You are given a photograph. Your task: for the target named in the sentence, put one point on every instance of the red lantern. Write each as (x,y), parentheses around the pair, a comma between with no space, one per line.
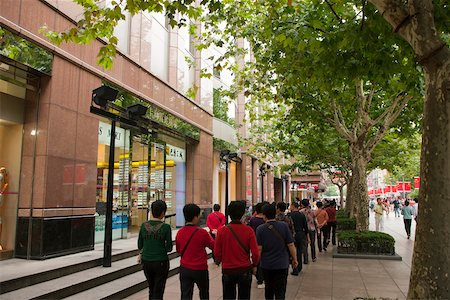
(416,182)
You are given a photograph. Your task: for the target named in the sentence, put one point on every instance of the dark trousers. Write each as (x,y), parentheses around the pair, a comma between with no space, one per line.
(326,236)
(332,232)
(275,281)
(299,238)
(320,238)
(259,275)
(156,274)
(312,238)
(187,279)
(408,226)
(243,282)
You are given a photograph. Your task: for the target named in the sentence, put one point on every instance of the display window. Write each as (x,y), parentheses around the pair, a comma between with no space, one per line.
(15,84)
(146,169)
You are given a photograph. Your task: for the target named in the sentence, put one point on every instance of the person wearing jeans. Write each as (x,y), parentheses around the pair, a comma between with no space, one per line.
(191,242)
(408,213)
(155,240)
(310,218)
(301,233)
(322,220)
(331,211)
(234,244)
(275,243)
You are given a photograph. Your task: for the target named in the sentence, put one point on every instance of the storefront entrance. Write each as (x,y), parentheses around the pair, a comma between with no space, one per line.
(146,169)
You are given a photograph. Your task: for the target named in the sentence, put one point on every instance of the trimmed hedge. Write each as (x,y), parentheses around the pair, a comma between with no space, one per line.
(342,214)
(365,242)
(346,224)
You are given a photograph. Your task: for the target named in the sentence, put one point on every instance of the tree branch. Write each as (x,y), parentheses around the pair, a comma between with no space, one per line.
(392,114)
(334,12)
(339,124)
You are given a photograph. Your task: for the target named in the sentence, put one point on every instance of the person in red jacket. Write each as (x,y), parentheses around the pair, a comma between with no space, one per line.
(237,250)
(191,242)
(215,220)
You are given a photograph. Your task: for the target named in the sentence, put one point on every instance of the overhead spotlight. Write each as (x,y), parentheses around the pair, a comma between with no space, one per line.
(137,110)
(102,95)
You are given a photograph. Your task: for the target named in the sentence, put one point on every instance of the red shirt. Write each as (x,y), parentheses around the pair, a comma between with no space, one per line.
(331,211)
(230,253)
(195,257)
(215,220)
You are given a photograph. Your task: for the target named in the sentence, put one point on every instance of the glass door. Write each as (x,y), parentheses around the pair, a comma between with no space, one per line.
(138,207)
(157,171)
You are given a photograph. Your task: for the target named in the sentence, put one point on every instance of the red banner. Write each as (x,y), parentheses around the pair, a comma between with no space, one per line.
(407,186)
(416,182)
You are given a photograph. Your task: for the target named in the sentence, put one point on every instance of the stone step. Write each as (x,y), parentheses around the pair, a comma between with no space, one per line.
(80,281)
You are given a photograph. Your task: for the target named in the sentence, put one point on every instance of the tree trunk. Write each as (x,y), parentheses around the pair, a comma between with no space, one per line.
(341,196)
(430,272)
(359,190)
(348,199)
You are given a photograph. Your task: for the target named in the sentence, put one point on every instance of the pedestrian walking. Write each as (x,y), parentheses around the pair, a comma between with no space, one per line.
(379,212)
(310,218)
(191,242)
(397,207)
(322,220)
(237,250)
(281,216)
(301,233)
(154,241)
(276,243)
(408,213)
(215,220)
(331,223)
(255,222)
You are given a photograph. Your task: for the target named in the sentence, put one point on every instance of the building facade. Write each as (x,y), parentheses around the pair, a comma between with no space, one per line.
(56,152)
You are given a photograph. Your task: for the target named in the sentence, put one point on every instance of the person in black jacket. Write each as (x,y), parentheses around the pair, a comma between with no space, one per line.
(301,233)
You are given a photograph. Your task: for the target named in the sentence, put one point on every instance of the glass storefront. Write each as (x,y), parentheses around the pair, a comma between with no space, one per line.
(14,83)
(145,170)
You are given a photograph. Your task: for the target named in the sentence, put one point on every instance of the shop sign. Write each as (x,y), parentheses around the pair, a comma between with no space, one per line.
(175,153)
(104,135)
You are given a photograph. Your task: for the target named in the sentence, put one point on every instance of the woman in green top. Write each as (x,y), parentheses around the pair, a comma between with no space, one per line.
(407,212)
(155,241)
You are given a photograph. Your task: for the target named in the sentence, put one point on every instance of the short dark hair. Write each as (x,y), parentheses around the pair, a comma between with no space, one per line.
(158,207)
(305,202)
(236,209)
(258,208)
(190,211)
(281,206)
(269,211)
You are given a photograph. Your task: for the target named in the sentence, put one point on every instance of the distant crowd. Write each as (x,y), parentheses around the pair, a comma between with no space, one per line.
(264,241)
(408,208)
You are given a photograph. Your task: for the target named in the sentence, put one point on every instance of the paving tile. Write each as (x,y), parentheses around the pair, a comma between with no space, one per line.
(348,293)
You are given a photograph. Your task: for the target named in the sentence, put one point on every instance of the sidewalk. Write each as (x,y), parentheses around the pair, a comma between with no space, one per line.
(332,278)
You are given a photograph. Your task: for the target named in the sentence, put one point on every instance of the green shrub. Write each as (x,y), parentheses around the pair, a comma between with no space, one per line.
(346,224)
(342,214)
(367,242)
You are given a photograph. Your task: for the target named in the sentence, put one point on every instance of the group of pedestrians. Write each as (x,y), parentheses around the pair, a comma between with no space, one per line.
(401,207)
(266,247)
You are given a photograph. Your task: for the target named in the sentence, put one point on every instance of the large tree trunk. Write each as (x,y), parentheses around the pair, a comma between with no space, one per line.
(359,190)
(430,272)
(348,199)
(341,196)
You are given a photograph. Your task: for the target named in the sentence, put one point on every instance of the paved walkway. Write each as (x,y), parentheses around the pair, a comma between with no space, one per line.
(332,278)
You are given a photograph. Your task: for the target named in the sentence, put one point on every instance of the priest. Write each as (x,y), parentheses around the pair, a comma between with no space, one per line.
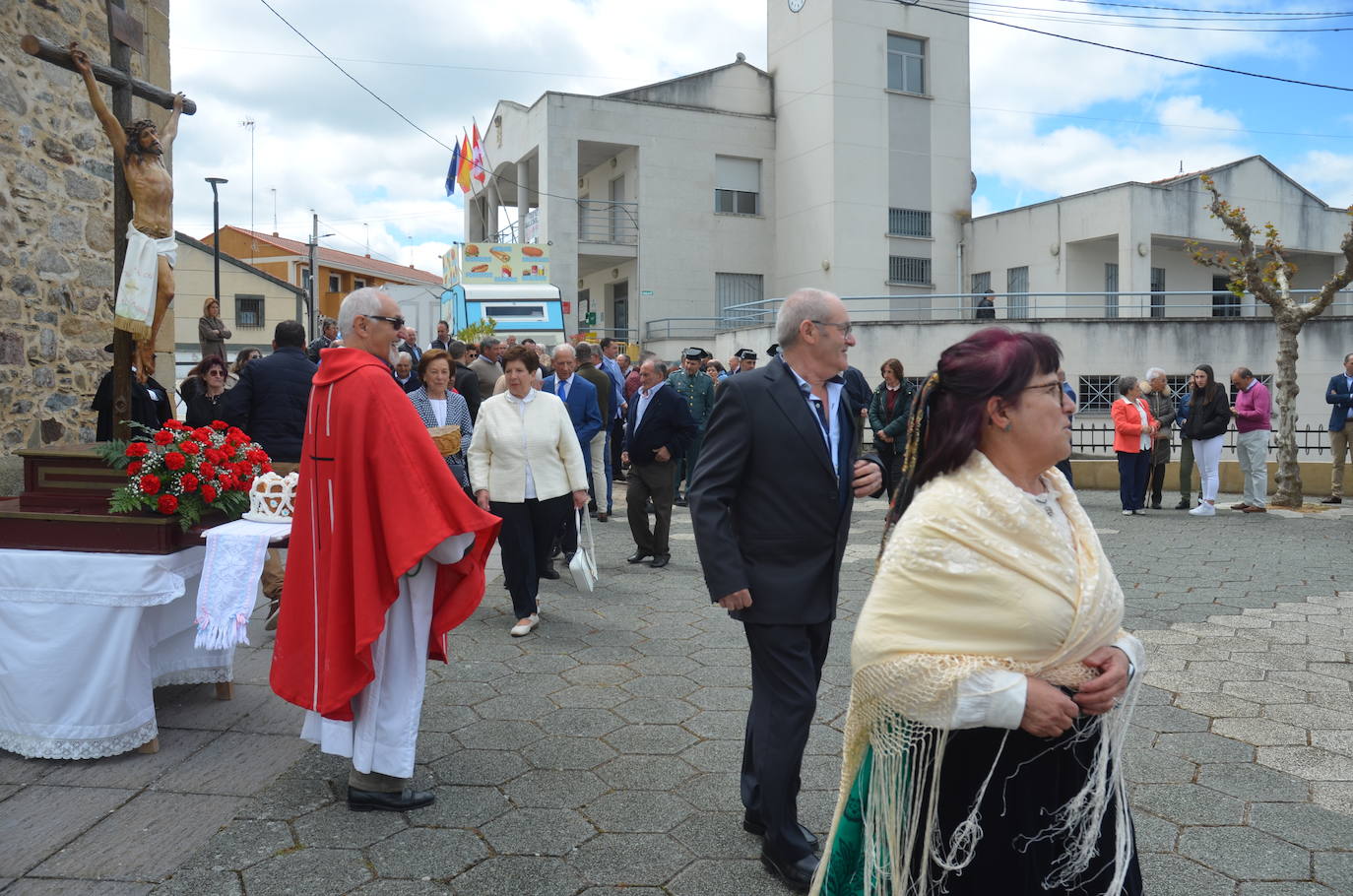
(387,555)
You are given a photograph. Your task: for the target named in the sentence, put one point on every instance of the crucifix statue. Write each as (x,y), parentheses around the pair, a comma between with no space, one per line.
(137,177)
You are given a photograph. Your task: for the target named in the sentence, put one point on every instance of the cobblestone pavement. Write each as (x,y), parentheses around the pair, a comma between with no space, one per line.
(600,754)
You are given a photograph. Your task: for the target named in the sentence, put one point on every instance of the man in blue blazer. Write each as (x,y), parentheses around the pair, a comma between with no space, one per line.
(658,433)
(579,397)
(1339,394)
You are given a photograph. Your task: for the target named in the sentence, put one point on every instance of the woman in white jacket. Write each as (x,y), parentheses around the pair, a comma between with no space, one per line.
(527,467)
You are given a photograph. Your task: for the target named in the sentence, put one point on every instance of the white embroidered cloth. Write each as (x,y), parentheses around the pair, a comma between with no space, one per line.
(235,552)
(136,307)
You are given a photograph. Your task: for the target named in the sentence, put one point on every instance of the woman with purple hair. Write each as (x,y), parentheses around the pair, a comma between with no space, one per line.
(992,679)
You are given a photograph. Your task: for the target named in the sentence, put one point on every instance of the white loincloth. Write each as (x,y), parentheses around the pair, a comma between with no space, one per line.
(136,310)
(383,733)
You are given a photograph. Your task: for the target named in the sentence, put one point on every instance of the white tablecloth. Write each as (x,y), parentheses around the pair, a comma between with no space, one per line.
(86,638)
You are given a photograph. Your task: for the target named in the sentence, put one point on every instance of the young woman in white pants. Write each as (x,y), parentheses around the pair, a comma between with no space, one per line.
(1210,416)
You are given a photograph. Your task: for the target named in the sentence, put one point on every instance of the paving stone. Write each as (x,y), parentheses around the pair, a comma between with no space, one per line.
(199,881)
(242,845)
(1245,853)
(567,752)
(39,819)
(553,788)
(1189,804)
(427,853)
(630,859)
(145,839)
(520,876)
(339,827)
(539,831)
(1255,783)
(308,871)
(1305,824)
(234,763)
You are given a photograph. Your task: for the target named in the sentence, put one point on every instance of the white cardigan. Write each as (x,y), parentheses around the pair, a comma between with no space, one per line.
(498,461)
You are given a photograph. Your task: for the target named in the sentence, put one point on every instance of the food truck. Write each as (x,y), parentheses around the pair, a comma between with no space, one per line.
(507,282)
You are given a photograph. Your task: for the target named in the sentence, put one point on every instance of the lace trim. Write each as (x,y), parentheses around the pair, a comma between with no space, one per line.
(94,748)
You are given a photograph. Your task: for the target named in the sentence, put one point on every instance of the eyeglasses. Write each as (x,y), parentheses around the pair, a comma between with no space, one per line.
(845,328)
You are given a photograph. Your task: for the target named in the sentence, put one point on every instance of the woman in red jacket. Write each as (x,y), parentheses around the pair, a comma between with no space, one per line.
(1134,428)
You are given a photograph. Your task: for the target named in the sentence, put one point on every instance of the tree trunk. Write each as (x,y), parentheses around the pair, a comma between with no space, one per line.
(1284,394)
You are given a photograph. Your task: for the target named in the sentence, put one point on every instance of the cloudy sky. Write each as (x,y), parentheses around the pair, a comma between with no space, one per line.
(1049,116)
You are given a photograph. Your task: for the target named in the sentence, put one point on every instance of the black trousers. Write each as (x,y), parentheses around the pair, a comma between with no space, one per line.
(525,539)
(786,671)
(657,482)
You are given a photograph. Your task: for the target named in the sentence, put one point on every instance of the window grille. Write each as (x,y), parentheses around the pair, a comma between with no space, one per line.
(908,270)
(908,223)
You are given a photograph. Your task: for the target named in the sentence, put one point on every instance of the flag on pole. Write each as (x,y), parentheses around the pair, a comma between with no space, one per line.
(453,169)
(463,173)
(478,158)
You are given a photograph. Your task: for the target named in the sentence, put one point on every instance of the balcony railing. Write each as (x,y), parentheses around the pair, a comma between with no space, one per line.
(608,223)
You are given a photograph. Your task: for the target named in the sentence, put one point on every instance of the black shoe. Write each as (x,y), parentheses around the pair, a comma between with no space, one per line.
(755,826)
(378,801)
(797,874)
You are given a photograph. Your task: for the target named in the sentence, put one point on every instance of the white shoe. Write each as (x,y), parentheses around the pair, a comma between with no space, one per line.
(524,627)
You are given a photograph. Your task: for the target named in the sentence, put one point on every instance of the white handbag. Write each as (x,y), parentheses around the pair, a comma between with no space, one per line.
(583,566)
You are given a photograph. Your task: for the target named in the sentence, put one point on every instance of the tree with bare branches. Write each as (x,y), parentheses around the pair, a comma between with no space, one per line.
(1259,267)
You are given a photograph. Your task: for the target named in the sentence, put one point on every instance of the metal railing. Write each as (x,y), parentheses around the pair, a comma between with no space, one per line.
(1005,306)
(1098,439)
(608,223)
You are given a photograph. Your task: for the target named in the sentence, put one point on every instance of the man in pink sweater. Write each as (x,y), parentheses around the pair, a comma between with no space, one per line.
(1252,434)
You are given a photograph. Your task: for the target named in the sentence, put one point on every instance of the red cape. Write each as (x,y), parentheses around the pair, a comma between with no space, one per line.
(373,497)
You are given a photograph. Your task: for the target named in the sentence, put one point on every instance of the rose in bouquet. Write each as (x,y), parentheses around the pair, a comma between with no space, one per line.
(185,473)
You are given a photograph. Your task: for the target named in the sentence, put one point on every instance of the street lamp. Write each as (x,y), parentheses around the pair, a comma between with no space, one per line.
(216,235)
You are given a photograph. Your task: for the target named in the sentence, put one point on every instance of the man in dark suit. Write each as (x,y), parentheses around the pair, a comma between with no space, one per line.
(579,397)
(780,450)
(270,402)
(464,379)
(658,432)
(1339,394)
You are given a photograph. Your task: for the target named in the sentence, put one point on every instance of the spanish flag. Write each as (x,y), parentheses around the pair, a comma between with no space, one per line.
(463,175)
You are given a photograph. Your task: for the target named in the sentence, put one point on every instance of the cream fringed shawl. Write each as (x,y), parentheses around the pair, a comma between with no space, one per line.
(973,578)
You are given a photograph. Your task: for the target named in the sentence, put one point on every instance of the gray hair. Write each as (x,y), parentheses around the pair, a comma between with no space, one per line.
(362,302)
(802,304)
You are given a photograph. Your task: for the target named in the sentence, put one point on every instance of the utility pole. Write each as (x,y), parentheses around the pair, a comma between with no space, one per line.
(314,274)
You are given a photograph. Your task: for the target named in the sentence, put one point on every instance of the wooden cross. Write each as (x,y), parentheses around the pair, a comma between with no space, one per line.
(123,35)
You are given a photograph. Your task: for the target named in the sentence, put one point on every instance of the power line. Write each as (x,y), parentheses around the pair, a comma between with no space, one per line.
(1121,49)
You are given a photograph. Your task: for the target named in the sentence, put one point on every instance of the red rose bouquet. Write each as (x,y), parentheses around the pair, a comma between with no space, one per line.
(185,473)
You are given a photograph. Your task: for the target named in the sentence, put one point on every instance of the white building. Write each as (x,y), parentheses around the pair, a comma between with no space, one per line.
(845,166)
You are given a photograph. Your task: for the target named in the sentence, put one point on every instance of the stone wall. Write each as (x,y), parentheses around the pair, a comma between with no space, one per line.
(56,223)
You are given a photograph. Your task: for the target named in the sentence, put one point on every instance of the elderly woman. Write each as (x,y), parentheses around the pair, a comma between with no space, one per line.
(1208,418)
(888,412)
(212,331)
(1134,434)
(527,467)
(992,681)
(438,405)
(1161,404)
(205,401)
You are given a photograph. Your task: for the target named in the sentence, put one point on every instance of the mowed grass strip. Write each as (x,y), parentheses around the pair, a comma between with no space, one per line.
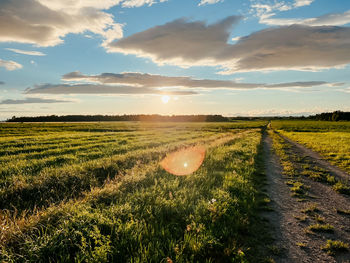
-----
__What to produce__:
Pick out and copy every line of the items above that contains the word "bouquet".

__Correct result__:
You are given a photograph. Your task: for the target named in the sentence, put one point on every instance of the rose in bouquet. Write each as (x,y), parentheses around the pair, a comma between with no space, one per line.
You are given a photograph. Your task: for the target named in the sentence, put one point on every instance of the red rose bouquet. Write each as (x,y), parentheses around the pair, a comma between with no space, one per line.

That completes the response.